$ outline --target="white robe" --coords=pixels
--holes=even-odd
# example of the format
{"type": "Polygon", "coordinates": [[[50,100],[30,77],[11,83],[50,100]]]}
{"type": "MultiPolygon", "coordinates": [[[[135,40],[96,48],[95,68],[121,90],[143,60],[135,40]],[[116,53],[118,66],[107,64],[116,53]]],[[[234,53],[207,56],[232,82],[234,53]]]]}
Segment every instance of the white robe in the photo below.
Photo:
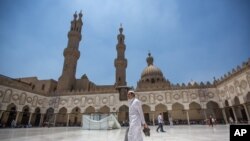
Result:
{"type": "Polygon", "coordinates": [[[141,102],[134,98],[129,103],[128,141],[143,141],[142,124],[145,124],[141,102]]]}

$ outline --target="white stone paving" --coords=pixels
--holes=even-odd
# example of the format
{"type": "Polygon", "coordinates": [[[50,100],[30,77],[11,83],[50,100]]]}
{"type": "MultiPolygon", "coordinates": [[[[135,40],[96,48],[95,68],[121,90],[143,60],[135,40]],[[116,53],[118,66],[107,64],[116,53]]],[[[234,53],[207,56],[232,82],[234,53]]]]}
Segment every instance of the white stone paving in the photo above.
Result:
{"type": "MultiPolygon", "coordinates": [[[[151,136],[144,141],[229,141],[229,126],[183,125],[165,126],[157,133],[150,126],[151,136]]],[[[1,141],[123,141],[126,128],[116,130],[82,130],[79,127],[0,129],[1,141]]]]}

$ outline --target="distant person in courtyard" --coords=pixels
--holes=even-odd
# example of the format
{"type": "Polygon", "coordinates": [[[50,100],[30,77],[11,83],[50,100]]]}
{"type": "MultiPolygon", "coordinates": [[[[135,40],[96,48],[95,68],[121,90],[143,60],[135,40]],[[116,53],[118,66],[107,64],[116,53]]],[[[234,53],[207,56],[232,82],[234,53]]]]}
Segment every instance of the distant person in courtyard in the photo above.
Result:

━━━━━━━━━━━━━━━━━━━━━━━━━━━━━━

Leave out the pictures and print each record exactly as it stands.

$ outline --target="white robe" --coords=pixels
--holes=even-odd
# example of the format
{"type": "Polygon", "coordinates": [[[50,100],[30,77],[11,83],[50,100]]]}
{"type": "MultiPolygon", "coordinates": [[[[135,40],[96,48],[95,68],[121,90],[143,60],[135,40]],[[116,53],[118,66],[107,64],[116,53]]],[[[234,53],[207,56],[232,82],[234,53]]]]}
Segment every instance of the white robe in the photo below.
Photo:
Result:
{"type": "Polygon", "coordinates": [[[141,102],[134,98],[129,103],[128,141],[143,141],[142,124],[145,124],[141,102]]]}

$ outline --target="white stone paving" --coords=pixels
--holes=even-odd
# example of the format
{"type": "Polygon", "coordinates": [[[50,100],[30,77],[11,83],[50,100]]]}
{"type": "MultiPolygon", "coordinates": [[[[135,40],[96,48],[95,68],[121,90],[143,60],[135,40]],[[116,53],[118,66],[107,64],[116,53]]],[[[234,53],[207,56],[232,82],[234,53]]]]}
Segment every instance of the white stone paving in the photo above.
Result:
{"type": "MultiPolygon", "coordinates": [[[[151,136],[144,141],[229,141],[229,126],[183,125],[165,126],[157,133],[150,126],[151,136]]],[[[1,141],[123,141],[126,128],[116,130],[82,130],[79,127],[0,129],[1,141]]]]}

$ outline --target="distant person in courtyard" --coords=pixels
--holes=even-odd
# example of the format
{"type": "Polygon", "coordinates": [[[50,100],[30,77],[11,83],[50,100]]]}
{"type": "MultiPolygon", "coordinates": [[[[135,40],[96,48],[95,68],[121,90],[143,60],[135,40]],[[116,53],[118,66],[107,64],[116,53]]],[[[234,53],[207,56],[232,82],[234,53]]]]}
Segment every instance of the distant person in courtyard in the photo above.
Result:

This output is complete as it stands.